══ TEXT UNDER STUDY ══

# Connect Mac to Linux System



## zionsrogue (Jul 15, 2007)

I have an intel mac mini connected to my wireless router. Router has ip address 192.168.0.1 and my mac mini has ip address 192.168.0.100

I also have an old Linux system running Slackware Linux. I need to connect my mac mini and the linux system through ethernet. I've tried multiple solutions but I cannot get the two to communicate. Help anyone?


----------



## Kees Buijs (Jul 16, 2007)

zionsrogue said:


> I have an intel mac mini connected to my wireless router. Router has ip address 192.168.0.1 and my mac mini has ip address 192.168.0.100
> 
> I also have an old Linux system running Slackware Linux. I need to connect my mac mini and the linux system through ethernet. I've tried multiple solutions but I cannot get the two to communicate. Help anyone?



Does the linux machine gets an ip number for the router and what is that. Can you ping the linux machine from the mac mini ? Who is going to be the server and is it setup properly to be so.


Good luck, Kees


----------



## ElDiabloConCaca (Jul 16, 2007)

zionsrogue said:


> I've tried multiple solutions but I cannot get the two to communicate.


Also, getting them to "communicate" is quite vague... are you trying to create an SSH connection from one computer to the other?  Share files over some protocol (samba, nfs, etc.)?  How exactly are you trying to get them to "communicate?"  There isn't one, universal, "communicate" option -- it depends on what you're trying to share between computers.


----------



## nixgeek (Jul 16, 2007)

First of all, are you getting an IP address?  In Slackware (not sure which version you're running), usually most configs are done as root through the pkgtool command.  In there, there should be an option for configuring the NIC with either a static IP address or DHCP.  You can also enable/disable services from pkgtool.  If it's not already installed, you can install Netatalk which is an open source implementation of AppleTalk and they can share with one another.  You can also install Samba and configure the smb.conf file in /etc/samba.

Remember that Slackware requires you to make the necessary changes to the config files.  Slackware tries to adhere to a pure "vanilla" installation of everything it has and is simple in the sense that there aren't any other tools deviating from the way the app developer intended it to be used or configured.  It's just straightforward in that sense that it's a pure UNIX-like environment.


----------



## zionsrogue (Jul 18, 2007)

The overall goal is this: I need to hook up my old Linux system to my mac via a cross over cable. Once connected I need the mac the Linux machine needs to be accessible to all other systems on my network, not just the mac that it is connected to.

After some research I believe I can solve my issue through osx, but I've ran into a roadblock. My mac mini connects to my network via wireless. I need to connect my Linux machine and Mac via a crossover cable. (The linux system is an old IBM and I don't have a spare wireless card to get it setup on the network) The mac and the Linux system can "communicate" (send pings back and forth) but only when the ethernet port on the mac has an ip address. I cannot have one ip address for my wireless and another ip address for the ethernet - osx simply wouldn't allow it.

═══

> [EXERCISES TO COMPLETE]
(A) List the usernames of everyone who posted in the thread about connecting a Mac to a Linux system.
(B) Resume the thread about connecting a Mac to a Linux system, picking up right after its final sentence.
The entries have no connection to the forum thread above.

══ MATERIAL SUPPLIED ══

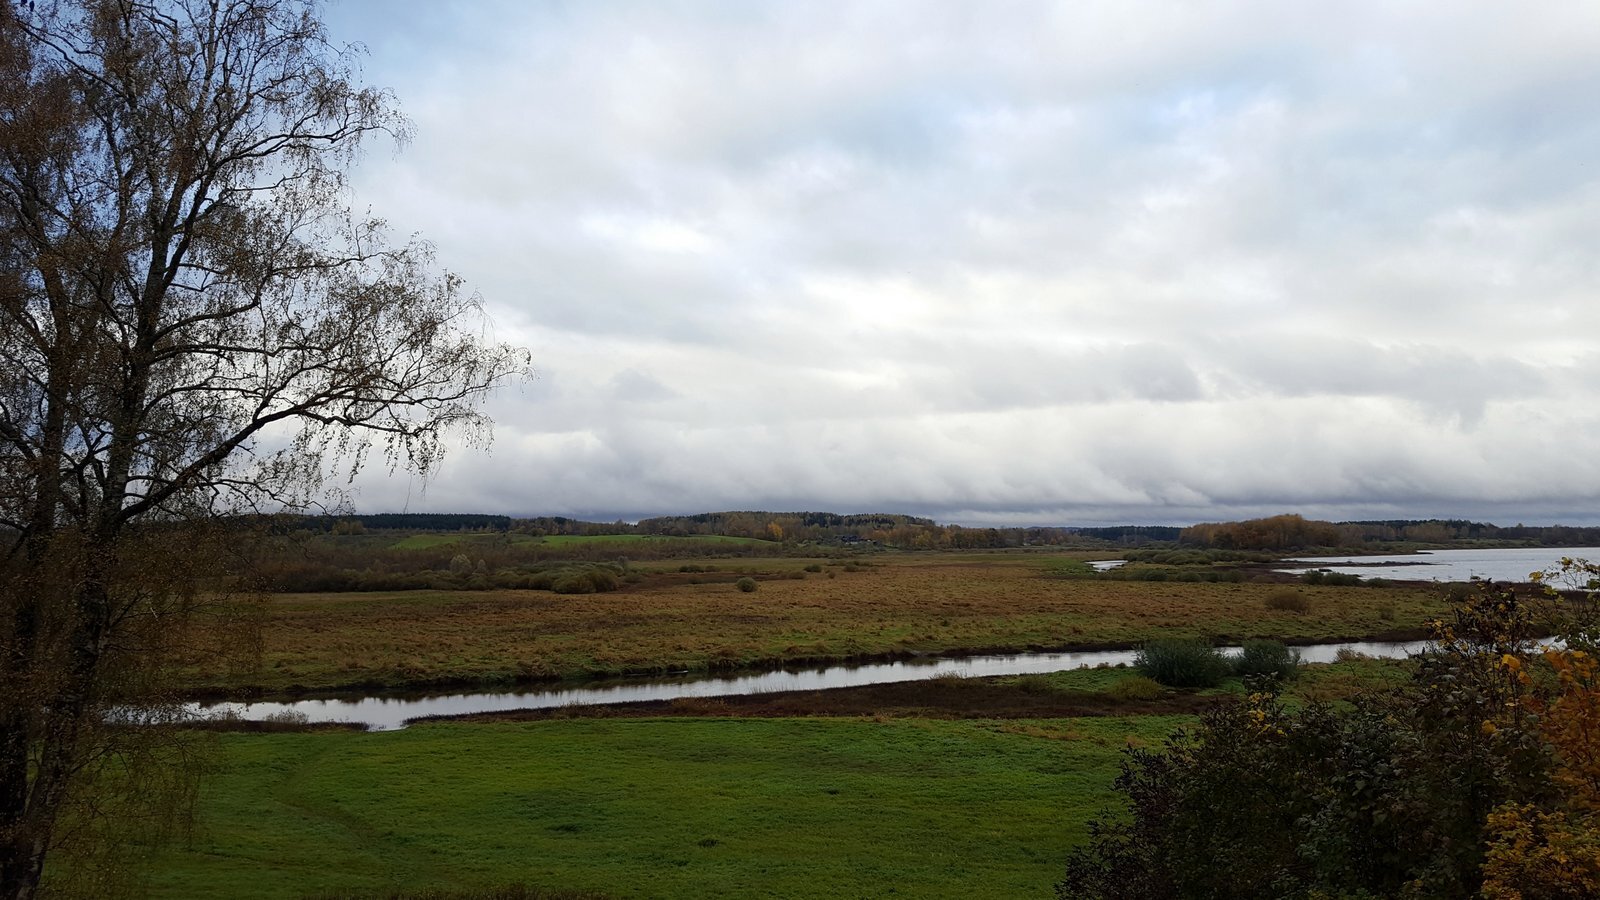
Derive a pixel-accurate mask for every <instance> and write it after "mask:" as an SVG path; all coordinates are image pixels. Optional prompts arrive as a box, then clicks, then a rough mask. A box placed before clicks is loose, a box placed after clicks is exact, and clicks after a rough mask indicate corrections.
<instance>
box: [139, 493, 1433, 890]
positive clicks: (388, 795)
mask: <svg viewBox="0 0 1600 900" xmlns="http://www.w3.org/2000/svg"><path fill="white" fill-rule="evenodd" d="M341 530H342V533H336V532H341ZM717 538H726V540H717ZM624 544H626V546H630V548H634V549H635V552H634V554H632V556H624V554H621V552H618V551H619V549H621V548H622V546H624ZM597 548H603V551H602V549H597ZM685 548H690V549H685ZM256 549H258V556H256V559H258V560H264V562H266V569H267V570H272V569H274V567H277V569H278V570H283V569H286V567H290V565H294V564H296V560H312V565H310V567H312V569H315V567H322V569H328V567H330V565H328V564H330V560H336V562H339V565H336V567H334V569H339V567H342V569H349V570H352V572H360V573H366V575H384V573H386V572H387V573H392V572H403V570H406V567H411V570H413V572H414V573H427V577H432V575H435V573H443V575H446V577H458V578H474V577H486V578H490V580H491V581H494V580H501V578H510V577H512V575H518V577H520V575H539V573H560V577H571V575H573V573H586V572H603V573H606V575H610V578H606V580H605V581H602V585H603V588H598V586H597V589H594V591H584V593H576V591H573V593H563V591H560V589H558V588H557V586H555V585H554V581H552V583H549V585H544V586H518V588H498V586H494V585H493V583H491V585H490V586H486V588H485V586H482V585H475V586H469V585H443V586H438V588H426V589H381V591H358V589H336V591H315V593H307V591H275V593H266V594H262V596H261V601H259V605H258V607H256V612H258V613H259V623H261V657H259V665H258V666H253V668H250V669H243V671H240V669H234V671H229V669H213V668H206V666H205V665H203V661H197V663H195V665H192V666H190V669H189V671H187V674H186V676H184V677H186V684H187V685H189V687H187V690H189V693H190V695H203V697H222V695H230V697H240V695H270V697H294V695H304V693H306V692H328V690H338V689H352V687H354V689H366V690H384V689H419V687H430V685H451V687H504V685H510V684H522V682H542V681H568V682H581V681H582V679H589V677H595V676H616V674H627V673H634V674H653V673H667V671H675V673H726V671H742V669H760V668H770V666H779V665H786V663H790V665H792V663H819V661H843V660H888V658H902V657H912V655H926V653H962V652H979V650H1029V649H1130V647H1142V655H1141V660H1139V661H1141V663H1142V665H1141V666H1136V668H1134V666H1130V668H1098V669H1080V671H1070V673H1051V674H1024V676H1003V677H962V676H949V674H947V676H939V677H933V679H925V681H914V682H899V684H875V685H861V687H850V689H834V690H798V692H784V693H755V695H746V697H707V698H680V700H664V701H645V703H627V705H618V706H565V708H550V709H526V711H506V713H486V714H477V716H458V717H451V719H443V721H437V722H422V724H418V725H413V727H410V729H406V730H403V732H386V733H362V732H360V730H350V729H326V727H314V725H307V724H298V722H296V721H294V717H293V716H286V717H280V719H278V721H274V722H266V724H245V722H237V724H229V722H219V724H214V725H211V727H213V729H218V730H219V733H216V735H213V740H214V741H216V743H214V756H213V759H214V764H216V772H214V775H213V777H211V778H208V781H206V783H205V790H203V791H202V794H200V802H198V807H197V818H195V828H194V831H192V833H190V834H189V836H187V838H186V839H182V841H179V842H176V844H171V846H166V847H165V849H160V852H158V854H157V855H155V857H154V863H152V866H150V870H149V879H150V881H149V887H150V890H152V892H154V894H157V895H163V897H206V895H216V894H218V892H226V894H232V895H254V897H328V895H341V897H342V895H357V897H360V895H370V897H488V895H494V892H499V895H506V897H746V895H782V897H858V895H862V894H875V892H878V894H882V892H886V890H888V889H890V887H893V889H894V890H896V892H901V894H907V895H930V897H931V895H973V897H1018V895H1042V894H1048V892H1050V886H1051V884H1054V882H1058V881H1059V879H1061V878H1062V873H1064V871H1066V870H1064V866H1066V863H1067V860H1069V858H1070V857H1072V854H1074V852H1080V858H1082V852H1083V849H1085V847H1091V846H1093V839H1094V834H1096V831H1094V830H1093V828H1091V823H1093V822H1096V820H1099V818H1102V817H1104V815H1106V814H1107V810H1112V809H1115V807H1117V806H1118V802H1120V801H1118V794H1117V785H1118V772H1120V770H1122V767H1123V765H1125V764H1126V762H1128V759H1130V757H1128V751H1130V749H1138V751H1154V749H1158V748H1162V746H1163V741H1165V740H1166V737H1168V735H1170V733H1173V732H1174V729H1181V727H1189V729H1194V727H1195V725H1197V724H1200V722H1205V721H1208V719H1206V717H1208V716H1213V711H1214V709H1218V708H1219V705H1222V706H1227V705H1232V703H1240V701H1243V698H1246V697H1251V690H1259V687H1248V685H1261V684H1267V681H1261V679H1270V682H1272V684H1277V685H1280V687H1278V689H1277V690H1283V693H1282V695H1280V697H1282V700H1280V703H1282V705H1283V708H1285V709H1291V711H1293V709H1302V708H1333V709H1339V708H1350V703H1352V700H1358V698H1360V697H1365V695H1373V693H1381V692H1389V690H1395V689H1397V685H1402V684H1405V682H1406V681H1408V679H1410V677H1413V676H1411V671H1413V663H1410V661H1394V660H1390V661H1382V660H1360V658H1350V660H1344V661H1338V663H1333V665H1315V666H1298V665H1296V660H1294V655H1293V650H1291V647H1286V645H1285V644H1306V642H1318V641H1338V639H1384V637H1390V639H1392V637H1416V636H1422V634H1424V633H1426V631H1427V629H1429V623H1430V621H1435V620H1440V618H1442V617H1448V615H1450V610H1451V609H1453V605H1451V604H1453V602H1451V599H1450V597H1448V596H1446V593H1445V591H1442V589H1440V588H1438V586H1434V585H1422V583H1403V581H1392V583H1382V585H1371V583H1366V581H1362V580H1354V581H1346V580H1333V581H1326V580H1322V578H1312V580H1307V578H1304V577H1301V575H1298V573H1285V572H1275V570H1274V565H1275V560H1278V559H1280V554H1278V552H1272V551H1261V549H1256V551H1240V549H1216V548H1211V549H1205V548H1192V546H1189V548H1186V546H1181V544H1170V546H1162V544H1152V543H1150V541H1147V540H1142V541H1141V544H1139V546H1134V548H1117V546H1112V544H1107V543H1096V541H1090V540H1085V541H1080V543H1078V544H1077V546H1061V544H1058V546H1026V548H1024V546H1018V548H1008V549H944V551H912V549H899V548H894V546H886V544H885V543H874V541H866V540H864V541H837V540H834V541H795V540H792V538H784V540H768V538H755V536H744V535H526V533H517V532H501V530H490V532H419V530H395V532H387V530H379V528H365V527H362V528H357V527H352V525H349V524H347V525H342V527H338V528H334V527H330V528H326V530H325V532H317V533H312V535H306V533H301V535H294V536H288V535H282V533H280V535H269V536H266V538H262V543H261V546H258V548H256ZM656 549H670V552H669V554H662V556H658V554H656V552H654V551H656ZM563 554H565V556H563ZM462 557H464V560H462ZM1101 559H1125V560H1126V562H1125V565H1123V567H1122V570H1114V573H1098V572H1096V570H1094V569H1093V567H1090V565H1088V562H1090V560H1101ZM397 560H398V562H397ZM1130 572H1133V573H1134V575H1131V577H1130V575H1128V573H1130ZM1139 572H1146V575H1138V573H1139ZM1152 572H1165V577H1150V575H1149V573H1152ZM366 575H363V577H366ZM750 586H754V588H755V589H749V588H750ZM1224 642H1227V644H1245V649H1246V652H1245V653H1243V655H1240V657H1237V658H1232V660H1221V658H1218V657H1216V655H1214V653H1213V652H1211V647H1213V645H1216V644H1224ZM1296 676H1298V677H1296ZM1246 677H1251V679H1258V681H1250V682H1246V681H1245V679H1246ZM152 852H154V850H152ZM1080 868H1082V866H1080ZM1075 871H1077V870H1075Z"/></svg>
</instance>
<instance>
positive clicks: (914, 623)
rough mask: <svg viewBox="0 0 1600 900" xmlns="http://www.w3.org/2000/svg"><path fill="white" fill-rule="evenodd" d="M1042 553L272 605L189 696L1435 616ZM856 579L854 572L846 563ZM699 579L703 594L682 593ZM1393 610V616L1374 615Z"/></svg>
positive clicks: (805, 659)
mask: <svg viewBox="0 0 1600 900" xmlns="http://www.w3.org/2000/svg"><path fill="white" fill-rule="evenodd" d="M1059 564H1061V557H1048V556H1032V554H1018V556H966V557H963V556H907V557H886V559H885V557H878V560H877V564H874V565H861V564H859V562H858V564H851V565H826V567H824V569H826V572H827V573H829V575H835V573H837V578H803V580H792V578H773V575H782V573H784V572H789V570H795V572H803V565H805V560H763V562H760V564H758V569H757V567H752V575H754V577H762V578H763V580H762V589H760V591H757V593H739V591H736V589H730V588H731V585H730V583H731V581H734V580H736V578H739V577H747V575H744V573H742V572H739V570H726V572H723V570H718V572H714V573H678V572H675V569H677V567H667V569H674V570H672V572H654V573H650V575H648V577H645V580H642V581H640V583H637V585H626V583H624V585H622V586H621V588H619V589H618V591H614V593H606V594H573V596H557V594H549V593H539V591H482V593H464V591H405V593H373V594H283V596H275V597H270V599H269V601H267V605H266V610H264V615H266V621H264V626H262V641H264V647H262V668H261V669H259V671H258V673H254V674H253V676H248V677H234V676H229V674H227V673H222V671H205V669H195V671H194V674H192V677H190V684H192V687H195V689H216V690H226V689H238V687H245V685H253V687H259V689H262V690H267V692H285V690H294V689H336V687H352V685H366V687H373V685H389V687H402V685H411V687H422V685H446V684H450V685H458V684H472V682H509V681H538V679H555V677H579V676H603V674H622V673H662V671H678V669H691V671H717V669H731V668H742V666H763V665H781V663H792V661H835V660H845V658H882V657H904V655H914V653H941V652H963V650H966V652H973V650H1026V649H1066V647H1085V649H1086V647H1131V645H1134V644H1138V642H1142V641H1147V639H1152V637H1160V636H1198V637H1211V639H1234V641H1237V639H1245V637H1277V639H1283V641H1290V642H1296V641H1299V642H1306V641H1325V639H1341V637H1344V639H1354V637H1374V636H1394V634H1405V633H1416V629H1419V628H1421V625H1422V621H1426V618H1429V615H1432V613H1435V612H1437V609H1438V601H1437V599H1435V597H1434V594H1432V593H1430V591H1427V589H1424V588H1362V589H1349V588H1317V586H1307V588H1301V591H1302V593H1304V594H1306V596H1307V597H1312V599H1314V602H1315V610H1317V612H1315V613H1312V615H1301V617H1285V615H1282V613H1275V612H1270V610H1267V609H1266V605H1264V599H1266V597H1267V596H1269V594H1270V593H1272V591H1278V589H1282V588H1280V586H1275V585H1250V583H1238V585H1227V583H1224V585H1211V583H1138V581H1094V580H1061V578H1048V577H1045V572H1048V570H1050V567H1051V565H1059ZM851 569H854V570H851ZM691 578H699V580H706V583H699V585H696V583H690V580H691ZM1390 607H1392V610H1394V612H1392V617H1394V618H1392V620H1386V618H1381V615H1379V609H1390Z"/></svg>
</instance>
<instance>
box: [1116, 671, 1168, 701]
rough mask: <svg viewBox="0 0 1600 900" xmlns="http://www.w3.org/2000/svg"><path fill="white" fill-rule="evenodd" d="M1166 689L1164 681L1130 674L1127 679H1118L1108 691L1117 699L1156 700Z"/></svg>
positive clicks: (1126, 699)
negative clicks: (1133, 675) (1164, 685)
mask: <svg viewBox="0 0 1600 900" xmlns="http://www.w3.org/2000/svg"><path fill="white" fill-rule="evenodd" d="M1165 690H1166V689H1163V687H1162V682H1158V681H1155V679H1152V677H1146V676H1128V677H1125V679H1118V681H1117V682H1115V684H1112V685H1110V687H1109V689H1106V693H1110V695H1112V697H1115V698H1117V700H1155V698H1157V697H1160V695H1162V693H1165Z"/></svg>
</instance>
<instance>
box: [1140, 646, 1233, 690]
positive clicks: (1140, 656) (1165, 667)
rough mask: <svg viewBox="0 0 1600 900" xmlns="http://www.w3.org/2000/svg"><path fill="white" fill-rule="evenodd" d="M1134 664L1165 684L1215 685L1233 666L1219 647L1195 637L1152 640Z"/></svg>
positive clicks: (1174, 685) (1181, 684)
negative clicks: (1177, 638) (1213, 645)
mask: <svg viewBox="0 0 1600 900" xmlns="http://www.w3.org/2000/svg"><path fill="white" fill-rule="evenodd" d="M1134 665H1136V666H1139V671H1142V673H1144V674H1146V676H1147V677H1152V679H1155V681H1157V682H1160V684H1165V685H1166V687H1216V685H1218V684H1221V682H1222V679H1224V677H1227V673H1229V669H1230V668H1232V666H1230V665H1229V661H1227V660H1226V658H1224V657H1222V653H1219V652H1218V649H1216V647H1213V645H1210V644H1206V642H1205V641H1194V639H1189V641H1186V639H1162V641H1150V642H1149V644H1146V645H1144V647H1139V653H1138V655H1136V657H1134Z"/></svg>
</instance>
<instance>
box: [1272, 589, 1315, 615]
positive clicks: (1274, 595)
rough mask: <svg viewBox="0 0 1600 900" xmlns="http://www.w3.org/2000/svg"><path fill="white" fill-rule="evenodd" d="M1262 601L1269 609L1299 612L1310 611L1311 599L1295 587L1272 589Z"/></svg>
mask: <svg viewBox="0 0 1600 900" xmlns="http://www.w3.org/2000/svg"><path fill="white" fill-rule="evenodd" d="M1262 602H1264V604H1266V607H1267V609H1269V610H1278V612H1299V613H1304V612H1310V601H1309V599H1306V594H1301V593H1299V591H1294V589H1283V591H1272V593H1270V594H1267V599H1266V601H1262Z"/></svg>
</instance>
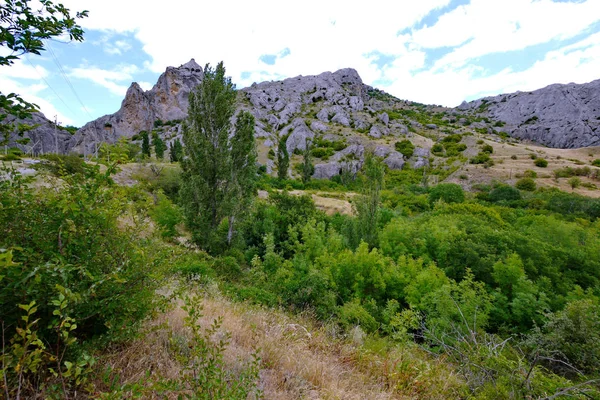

═══

> [ANSWERS TO EACH TASK]
(A) zionsrogue, Kees Buijs, ElDiabloConCaca, nixgeek

(B)
----------



## ergo proxy (Jul 30, 2007)

Hi, 
Ok, so you are trying to get your Linux box to access other systems on your
network via your Mac.

It would be easier to just connect your Linux box  to the  the router.
I think most wireless routers today are also switches and should have
at least 4 Ethernet ports for wired connections. 

Then, you can configure samba or whatever else on the Linux box to
share resources.


----------



## zionsrogue (Jul 30, 2007)

Your right, it would be much easier to connect my Linux box to the router. Unfortunately my Linux box is in a different room than the router. The router is in the basement and I need the linux box in my work office - hence running the ethernet cable through the mac and then transmitting wirelessly to the rest of the network.


----------



## ora (Jul 31, 2007)

zion, this is going to complicate things a lot, i really would recommend finding a cheap wireless card if you possibly can.


----------



## Qion (Jul 31, 2007)

It's possible that turning on internet sharing from the Mac Mini would allow the Linux machine to access the internet, and at the same time make access between the two machines a bit easier. 

Go to System Preferences: Network: Sharing. Make sure that the Mac Mini is sharing the connection from Airport to "Computers Using: Ethernet". 

No idea how it'll work with a Linux machine, but it's worth a wing anyway. 

Like Ora said, the easiest thing to do is to buy a wireless card.


----------



## Kees Buijs (Aug 1, 2007)

zionsrogue said:


> Your right, it would be much easier to connect my Linux box to the router. Unfortunately my Linux box is in a different room than the router. The router is in the basement and I need the linux box in my work office - hence running the ethernet cable through the mac and then transmitting wirelessly to the rest of the network.



You should be able to give the wifi card a dynamic address and the network card a static. They are completely independent (i have used wifi for internet while being hooked up to an internal network by cable), similar to what you want effectively.

Otherwise use a router in the room, it will take care of ip-number assignment.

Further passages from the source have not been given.